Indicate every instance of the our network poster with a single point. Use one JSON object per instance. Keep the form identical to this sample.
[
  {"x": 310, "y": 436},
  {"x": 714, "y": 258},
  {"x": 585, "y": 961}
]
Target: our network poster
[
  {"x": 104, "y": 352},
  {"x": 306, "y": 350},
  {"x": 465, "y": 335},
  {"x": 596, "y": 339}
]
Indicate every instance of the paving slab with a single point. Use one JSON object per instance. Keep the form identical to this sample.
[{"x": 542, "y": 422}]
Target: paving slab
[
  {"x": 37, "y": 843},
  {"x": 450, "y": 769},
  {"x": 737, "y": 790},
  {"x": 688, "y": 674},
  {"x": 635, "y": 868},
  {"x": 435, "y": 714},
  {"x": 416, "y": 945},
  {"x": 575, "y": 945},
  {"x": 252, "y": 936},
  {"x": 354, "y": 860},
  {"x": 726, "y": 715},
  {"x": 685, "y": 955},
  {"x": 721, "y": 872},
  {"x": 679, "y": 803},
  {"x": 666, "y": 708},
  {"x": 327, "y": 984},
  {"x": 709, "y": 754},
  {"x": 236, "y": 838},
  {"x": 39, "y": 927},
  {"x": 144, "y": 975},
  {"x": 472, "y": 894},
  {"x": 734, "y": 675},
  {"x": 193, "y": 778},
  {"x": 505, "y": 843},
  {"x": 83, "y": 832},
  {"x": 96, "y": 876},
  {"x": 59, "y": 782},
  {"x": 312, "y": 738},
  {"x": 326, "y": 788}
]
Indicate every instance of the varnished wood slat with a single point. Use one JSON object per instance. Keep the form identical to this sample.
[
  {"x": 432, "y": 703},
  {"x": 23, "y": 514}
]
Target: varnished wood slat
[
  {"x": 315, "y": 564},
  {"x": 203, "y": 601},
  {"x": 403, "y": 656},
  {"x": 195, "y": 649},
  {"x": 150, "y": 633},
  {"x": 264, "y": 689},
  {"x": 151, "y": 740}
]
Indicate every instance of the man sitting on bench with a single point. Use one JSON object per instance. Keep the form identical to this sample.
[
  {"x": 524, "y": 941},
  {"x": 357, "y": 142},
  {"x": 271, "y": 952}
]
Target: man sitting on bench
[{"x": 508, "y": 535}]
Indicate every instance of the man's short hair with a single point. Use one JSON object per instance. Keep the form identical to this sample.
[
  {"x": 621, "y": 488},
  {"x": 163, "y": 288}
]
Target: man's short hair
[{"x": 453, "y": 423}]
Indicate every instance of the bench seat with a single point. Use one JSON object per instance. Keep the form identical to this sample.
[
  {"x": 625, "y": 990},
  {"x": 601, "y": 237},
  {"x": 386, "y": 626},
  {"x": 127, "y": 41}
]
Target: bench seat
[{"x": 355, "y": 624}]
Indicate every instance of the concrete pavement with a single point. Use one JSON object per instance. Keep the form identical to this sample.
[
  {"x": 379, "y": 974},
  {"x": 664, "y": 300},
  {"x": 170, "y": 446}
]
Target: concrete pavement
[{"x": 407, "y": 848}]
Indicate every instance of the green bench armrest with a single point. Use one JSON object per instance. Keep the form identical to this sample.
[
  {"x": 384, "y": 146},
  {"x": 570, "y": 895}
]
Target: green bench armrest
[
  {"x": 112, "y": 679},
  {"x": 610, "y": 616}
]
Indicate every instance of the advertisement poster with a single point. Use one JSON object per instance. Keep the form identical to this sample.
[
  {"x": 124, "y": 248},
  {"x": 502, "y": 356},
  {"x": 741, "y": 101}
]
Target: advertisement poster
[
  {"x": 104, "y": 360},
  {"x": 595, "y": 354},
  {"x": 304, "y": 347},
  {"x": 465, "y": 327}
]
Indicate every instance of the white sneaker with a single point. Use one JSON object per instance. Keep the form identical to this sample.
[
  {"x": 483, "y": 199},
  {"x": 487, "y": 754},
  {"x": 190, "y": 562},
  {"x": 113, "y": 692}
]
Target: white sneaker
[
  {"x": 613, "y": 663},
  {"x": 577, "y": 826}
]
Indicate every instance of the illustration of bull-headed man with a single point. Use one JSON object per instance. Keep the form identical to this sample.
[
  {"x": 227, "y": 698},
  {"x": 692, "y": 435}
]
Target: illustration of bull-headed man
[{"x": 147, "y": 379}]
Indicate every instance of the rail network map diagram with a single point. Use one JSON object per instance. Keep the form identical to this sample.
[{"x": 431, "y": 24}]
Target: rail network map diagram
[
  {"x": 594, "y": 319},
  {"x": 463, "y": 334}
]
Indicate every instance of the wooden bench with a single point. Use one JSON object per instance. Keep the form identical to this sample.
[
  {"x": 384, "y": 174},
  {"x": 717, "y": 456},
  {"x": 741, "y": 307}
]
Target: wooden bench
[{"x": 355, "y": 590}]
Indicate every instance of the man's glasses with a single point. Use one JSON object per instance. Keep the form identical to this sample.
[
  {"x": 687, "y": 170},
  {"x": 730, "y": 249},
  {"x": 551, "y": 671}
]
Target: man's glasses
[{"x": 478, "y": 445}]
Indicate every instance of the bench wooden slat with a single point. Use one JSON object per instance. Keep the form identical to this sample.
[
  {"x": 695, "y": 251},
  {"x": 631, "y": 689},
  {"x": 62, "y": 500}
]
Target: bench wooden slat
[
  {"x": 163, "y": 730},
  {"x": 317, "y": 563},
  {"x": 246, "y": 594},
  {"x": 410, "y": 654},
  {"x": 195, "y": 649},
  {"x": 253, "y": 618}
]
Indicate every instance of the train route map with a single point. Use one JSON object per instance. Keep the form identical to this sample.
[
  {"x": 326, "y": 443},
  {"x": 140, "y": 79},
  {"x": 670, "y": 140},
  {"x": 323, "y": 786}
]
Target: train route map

> [Directive] Return the material in full, exactly as shown.

> [Problem solution]
Indicate every instance of the our network poster with a single point. Use one JSON object per instance. Keep the form identical to this sample.
[
  {"x": 310, "y": 436},
  {"x": 714, "y": 258},
  {"x": 585, "y": 961}
]
Target: our network poster
[
  {"x": 104, "y": 352},
  {"x": 306, "y": 350},
  {"x": 465, "y": 335},
  {"x": 596, "y": 339}
]
Indicate every instance of the paving slab with a single point. Use one JSON object per instance. Keep the form identical to this sample.
[{"x": 542, "y": 422}]
Target: paving slab
[
  {"x": 37, "y": 843},
  {"x": 450, "y": 769},
  {"x": 737, "y": 790},
  {"x": 688, "y": 674},
  {"x": 635, "y": 868},
  {"x": 435, "y": 714},
  {"x": 416, "y": 945},
  {"x": 575, "y": 945},
  {"x": 252, "y": 936},
  {"x": 354, "y": 860},
  {"x": 726, "y": 715},
  {"x": 685, "y": 955},
  {"x": 721, "y": 872},
  {"x": 679, "y": 803},
  {"x": 666, "y": 708},
  {"x": 327, "y": 984},
  {"x": 709, "y": 754},
  {"x": 236, "y": 838},
  {"x": 39, "y": 927},
  {"x": 144, "y": 975},
  {"x": 472, "y": 894},
  {"x": 734, "y": 675},
  {"x": 193, "y": 778},
  {"x": 505, "y": 843},
  {"x": 83, "y": 832},
  {"x": 96, "y": 876},
  {"x": 59, "y": 782},
  {"x": 312, "y": 738},
  {"x": 326, "y": 788}
]
Indicate every instance of the varnished wood slat with a single point. Use one JSON object per instance. Keep the form identical to this sample.
[
  {"x": 432, "y": 703},
  {"x": 23, "y": 514}
]
Target: varnished wood slat
[
  {"x": 315, "y": 564},
  {"x": 203, "y": 601},
  {"x": 403, "y": 656},
  {"x": 195, "y": 649},
  {"x": 150, "y": 633},
  {"x": 264, "y": 689},
  {"x": 151, "y": 740}
]
Indicate every instance of the man sitting on bench with a single point. Use one JSON object per instance. Keep the form identical to this sample.
[
  {"x": 524, "y": 941},
  {"x": 357, "y": 142},
  {"x": 271, "y": 952}
]
Target: man sitting on bench
[{"x": 508, "y": 535}]
Indicate every instance of the man's short hair with a single point. Use one JSON object per instance. Keep the form identical to this sample.
[
  {"x": 621, "y": 488},
  {"x": 163, "y": 288}
]
Target: man's short hair
[{"x": 453, "y": 423}]
Indicate every instance of the bench seat with a single point. Use one JSON object per instance. Keep the form identical to this sample.
[
  {"x": 625, "y": 990},
  {"x": 601, "y": 237},
  {"x": 386, "y": 626},
  {"x": 127, "y": 41}
]
Target: bench seat
[{"x": 355, "y": 624}]
Indicate every instance of the concrete pavement with a single point. Use one JSON object per instance. Keep the form identical to this sample.
[
  {"x": 379, "y": 974},
  {"x": 664, "y": 300},
  {"x": 170, "y": 446}
]
Target: concrete pavement
[{"x": 407, "y": 848}]
Indicate every instance of the green bench armrest with a single point. Use one JSON object per instance. Keep the form identical to this sample.
[
  {"x": 384, "y": 146},
  {"x": 570, "y": 895}
]
Target: green bench armrest
[
  {"x": 112, "y": 679},
  {"x": 610, "y": 616}
]
Indicate every instance of the advertisement poster with a single point. Use one JSON object per instance. Keep the form identical to this sample.
[
  {"x": 124, "y": 248},
  {"x": 502, "y": 356},
  {"x": 741, "y": 101}
]
Target: advertisement poster
[
  {"x": 104, "y": 360},
  {"x": 595, "y": 354},
  {"x": 304, "y": 347},
  {"x": 465, "y": 327}
]
Indicate every instance of the white sneaker with a single point. Use one JSON object per instance. Keep the form identical to this sample.
[
  {"x": 483, "y": 199},
  {"x": 487, "y": 754},
  {"x": 190, "y": 562},
  {"x": 113, "y": 692}
]
Target: white sneaker
[
  {"x": 613, "y": 663},
  {"x": 577, "y": 826}
]
Indicate every instance of the illustration of bull-headed man with a single point. Use one JSON object per instance. Keep the form identical to this sample.
[
  {"x": 227, "y": 698},
  {"x": 692, "y": 435}
]
Target: illustration of bull-headed man
[{"x": 147, "y": 379}]
Indicate every instance of the rail network map diagram with a single point. Use one JSON object per instance. Keep the form identical to this sample.
[{"x": 431, "y": 24}]
Target: rail network map diagram
[
  {"x": 594, "y": 319},
  {"x": 463, "y": 334}
]
Indicate every instance of the wooden bench with a single point. Use one JSON object per instance. Keep the form identical to this sample.
[
  {"x": 384, "y": 174},
  {"x": 717, "y": 456},
  {"x": 741, "y": 307}
]
Target: wooden bench
[{"x": 355, "y": 590}]
Indicate every instance of the man's glasses with a single point. Use one JSON object per instance. Keep the form identical to this sample.
[
  {"x": 687, "y": 170},
  {"x": 730, "y": 249},
  {"x": 551, "y": 671}
]
Target: man's glasses
[{"x": 478, "y": 445}]
Indicate every instance of the bench wooden slat with a single point. Use one JSON object per instance. Keep the form identical to this sample.
[
  {"x": 695, "y": 251},
  {"x": 631, "y": 689},
  {"x": 62, "y": 500}
]
Target: bench wooden slat
[
  {"x": 163, "y": 730},
  {"x": 317, "y": 563},
  {"x": 246, "y": 594},
  {"x": 410, "y": 654},
  {"x": 195, "y": 649},
  {"x": 253, "y": 618}
]
Indicate every instance of the train route map with a single point. Use one JSON object per instance. Keep the form identical to this sample.
[
  {"x": 326, "y": 443},
  {"x": 140, "y": 79},
  {"x": 670, "y": 140},
  {"x": 323, "y": 786}
]
Target: train route map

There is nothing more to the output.